TASK TO CARRY OUT: Print all the records exactly as they stand.

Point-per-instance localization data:
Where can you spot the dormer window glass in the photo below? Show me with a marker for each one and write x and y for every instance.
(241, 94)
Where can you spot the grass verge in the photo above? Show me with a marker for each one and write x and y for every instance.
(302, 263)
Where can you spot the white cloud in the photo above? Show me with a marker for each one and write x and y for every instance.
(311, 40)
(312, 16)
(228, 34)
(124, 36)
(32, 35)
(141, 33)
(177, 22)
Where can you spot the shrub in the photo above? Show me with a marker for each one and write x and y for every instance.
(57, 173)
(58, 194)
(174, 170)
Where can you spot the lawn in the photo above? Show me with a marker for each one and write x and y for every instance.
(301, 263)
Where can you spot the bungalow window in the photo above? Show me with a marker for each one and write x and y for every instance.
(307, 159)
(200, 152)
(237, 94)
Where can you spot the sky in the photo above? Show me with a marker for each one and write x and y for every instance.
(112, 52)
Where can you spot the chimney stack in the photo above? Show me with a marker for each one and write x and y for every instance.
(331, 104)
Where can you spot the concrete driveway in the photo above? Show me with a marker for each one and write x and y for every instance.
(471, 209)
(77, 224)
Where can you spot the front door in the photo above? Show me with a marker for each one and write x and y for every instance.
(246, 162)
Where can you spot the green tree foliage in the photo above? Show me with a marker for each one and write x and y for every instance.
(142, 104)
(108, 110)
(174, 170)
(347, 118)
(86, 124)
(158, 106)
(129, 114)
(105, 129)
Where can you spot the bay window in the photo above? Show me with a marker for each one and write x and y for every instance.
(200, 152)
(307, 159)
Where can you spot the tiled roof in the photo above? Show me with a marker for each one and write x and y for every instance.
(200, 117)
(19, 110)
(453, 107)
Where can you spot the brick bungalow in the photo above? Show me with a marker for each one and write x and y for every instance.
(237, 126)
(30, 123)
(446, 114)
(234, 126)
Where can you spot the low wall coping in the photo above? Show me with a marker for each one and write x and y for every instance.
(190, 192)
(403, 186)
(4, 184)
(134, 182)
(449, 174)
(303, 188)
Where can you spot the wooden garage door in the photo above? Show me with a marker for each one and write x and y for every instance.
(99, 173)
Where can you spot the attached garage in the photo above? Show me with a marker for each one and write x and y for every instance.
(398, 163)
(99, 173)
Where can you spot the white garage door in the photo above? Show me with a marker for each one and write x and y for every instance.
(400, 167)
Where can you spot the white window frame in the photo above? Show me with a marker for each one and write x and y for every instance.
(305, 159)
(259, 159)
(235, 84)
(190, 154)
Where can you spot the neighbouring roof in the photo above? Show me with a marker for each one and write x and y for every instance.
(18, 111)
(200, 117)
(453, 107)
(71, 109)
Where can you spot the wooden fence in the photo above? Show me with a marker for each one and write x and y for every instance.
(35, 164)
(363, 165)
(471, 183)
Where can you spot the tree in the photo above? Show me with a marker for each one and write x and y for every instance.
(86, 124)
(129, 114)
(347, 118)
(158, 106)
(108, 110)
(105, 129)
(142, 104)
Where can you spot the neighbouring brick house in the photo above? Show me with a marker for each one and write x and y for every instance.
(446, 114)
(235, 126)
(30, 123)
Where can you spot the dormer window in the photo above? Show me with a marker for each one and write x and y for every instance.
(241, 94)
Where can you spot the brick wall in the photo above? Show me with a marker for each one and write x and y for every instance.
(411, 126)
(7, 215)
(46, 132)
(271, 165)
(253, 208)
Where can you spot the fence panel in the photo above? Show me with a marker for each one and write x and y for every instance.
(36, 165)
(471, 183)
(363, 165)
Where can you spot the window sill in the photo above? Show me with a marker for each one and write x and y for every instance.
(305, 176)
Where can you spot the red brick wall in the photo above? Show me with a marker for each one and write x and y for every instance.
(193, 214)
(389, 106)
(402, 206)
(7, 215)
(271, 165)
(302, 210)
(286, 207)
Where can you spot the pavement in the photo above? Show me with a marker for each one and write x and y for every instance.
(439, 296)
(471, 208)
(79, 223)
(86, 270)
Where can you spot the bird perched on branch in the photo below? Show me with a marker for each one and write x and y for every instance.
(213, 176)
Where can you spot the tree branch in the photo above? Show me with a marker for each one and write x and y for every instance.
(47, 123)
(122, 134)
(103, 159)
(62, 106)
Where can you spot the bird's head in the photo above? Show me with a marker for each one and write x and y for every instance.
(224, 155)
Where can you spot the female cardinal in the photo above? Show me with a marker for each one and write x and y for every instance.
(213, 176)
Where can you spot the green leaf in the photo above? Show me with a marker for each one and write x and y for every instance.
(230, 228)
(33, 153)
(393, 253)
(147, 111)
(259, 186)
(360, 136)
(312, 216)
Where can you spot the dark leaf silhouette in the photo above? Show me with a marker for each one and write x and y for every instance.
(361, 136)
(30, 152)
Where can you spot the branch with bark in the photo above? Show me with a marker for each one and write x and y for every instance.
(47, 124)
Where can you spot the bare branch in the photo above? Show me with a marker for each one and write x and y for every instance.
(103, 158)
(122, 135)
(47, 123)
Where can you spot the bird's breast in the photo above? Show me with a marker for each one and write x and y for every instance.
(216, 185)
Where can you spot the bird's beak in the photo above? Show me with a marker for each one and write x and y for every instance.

RESPONSE TO THE EXERCISE:
Where can you spot the dormer window glass in the photo below? Show me with a marker for each one and write x and y for every instance.
(241, 94)
Where can you spot the grass verge in the photo above? Show me with a marker for each one and write x and y for every instance.
(302, 263)
Where can you spot the white cloud in the photo above? Show me with a marker for each one and write x and y for every instance.
(311, 40)
(312, 16)
(228, 34)
(124, 36)
(32, 35)
(141, 33)
(177, 22)
Where can you spot the shrub in the photo above? Show me with a marker for each one and write x and y for every instance.
(57, 173)
(58, 194)
(174, 170)
Where can you spot the lawn in the photo above? Show me with a marker for each one and write x and y for every instance.
(301, 263)
Where can you spot the bungalow window in the photo above? Show me with a marker for each one and write x and y for every instance.
(307, 159)
(200, 152)
(237, 94)
Where can you spot the sky in the photo above? Show me with a marker for each one and write x and y for every instance.
(112, 52)
Where can you spot the chimney stack in the photo above? Show me with a marker for each one and write x and y for every instance.
(331, 104)
Where can you spot the concrete driveway in the photo above? Show me with a marker for each one and write x and y for every instance.
(471, 209)
(77, 224)
Where can you spot the front door in the photo above? Show me with a marker for each one and write x and y for every instance.
(246, 162)
Where can you spot the green tree foliage in the photo above? Show me with a marker for each one and write x and y for every instance.
(142, 104)
(108, 110)
(174, 170)
(347, 118)
(86, 124)
(158, 106)
(129, 114)
(105, 129)
Where can you spot the bay window in the photo above? Show me with a marker for each one and write x and y for every instance.
(200, 152)
(307, 159)
Where can you spot the tiled roof in the photo above? Show me with a marker for each one and write x and y for every instance.
(200, 117)
(19, 110)
(453, 107)
Where can you spot the brick bungalow in the photo above? Show me with a marker for each one and write x and y for every instance.
(237, 126)
(30, 123)
(446, 114)
(234, 126)
Where can you spot the low wall coping in the photo above? Show me with a marker for each one and write x and y for every instance.
(190, 192)
(403, 186)
(4, 184)
(134, 182)
(449, 174)
(303, 188)
Where can you spot the wooden garage door in the photo above? Show me with a marker for each one and write x and y for every instance.
(99, 173)
Where can you spot the attached garage in the photo above? Show me with a marker for each one and write x and y for every instance.
(398, 163)
(99, 173)
Where can you spot the white garage door in the photo above? Show me with a marker for each one and write x and y for every instance.
(400, 167)
Where can you spot the white window frame in the photo above? Show me with a marker for each one and write x and y for every instance.
(305, 159)
(259, 159)
(235, 84)
(190, 154)
Where can you spot the neighbouring roof in the photo above? Show me with a marker for each one and write x and y for every instance.
(18, 111)
(200, 117)
(453, 107)
(71, 109)
Where can you spot the wooden fence in the photo above? Show me with a marker for each one and write x and y for every instance.
(35, 164)
(363, 165)
(471, 183)
Where can you spot the tree in the photo above? Show me with a marker for each one and write x and y for every instance.
(86, 124)
(129, 114)
(347, 118)
(158, 106)
(108, 110)
(105, 129)
(142, 104)
Where can you spot the neighbouring brick house in the photo above? Show me with a marker for each one and write x and y for every instance.
(446, 114)
(235, 126)
(30, 123)
Where can you spot the dormer window in the photo above? Show me with a marker for each one and write x and y for every instance.
(241, 94)
Where can you spot the brick wall in the photo above? Show me with a marker for each one and write x and y for every instance.
(411, 126)
(7, 215)
(46, 132)
(271, 165)
(253, 208)
Where can you spot the fence panel in the photo above? Show me with a marker for each one and write x and y for every instance.
(36, 165)
(471, 183)
(363, 165)
Where can you spot the window sill in the photo above? Show me with a marker for each one and write x and y for every instance.
(305, 176)
Where can you spot the red brick wall in the photo above? Show me with a marker for each one and write x and y for every instance.
(193, 214)
(389, 106)
(402, 206)
(7, 215)
(271, 165)
(302, 210)
(286, 207)
Where can you spot the pavement in the photo above? Show me with a marker for each one and write x and y for every instance.
(439, 296)
(471, 208)
(79, 223)
(86, 270)
Where can you spot the bird perched on branch in the photo below? Show me with a marker for each one and write x and y for every instance.
(213, 176)
Where can you spot the tree branch in the photo above? Show me with a marker for each one and write x and y for every instance.
(47, 123)
(122, 134)
(103, 159)
(62, 106)
Where can you spot the bird's head in the photo above? Show me with a marker for each one and write x and y for every instance.
(224, 155)
Where can you spot the female cardinal in the photo above? Show me with a marker for each one and write x and y for every instance.
(213, 176)
Where can you spot the green leaf in the photo above? Show me with a marker for each one and write x and y for every instance.
(230, 228)
(33, 153)
(393, 253)
(147, 111)
(259, 186)
(360, 136)
(312, 216)
Where can you spot the dark leaf silhouette in the photo above? Show me with a marker for each one and write x and y for every instance.
(361, 136)
(30, 152)
Where can you spot the branch with bark in the photo above? Show me with a marker for each one and write x and y for every instance.
(47, 124)
Where can you spot the bare branch in the photo above? Show me with a marker for each one and write x and y for every instance.
(103, 158)
(122, 135)
(47, 123)
Where can you spot the bird's breast in the photo above? Show me with a marker for each one and write x and y for every instance.
(216, 185)
Where can you spot the bird's beak in the photo above? Show me with a marker for each one and write x and y for every instance.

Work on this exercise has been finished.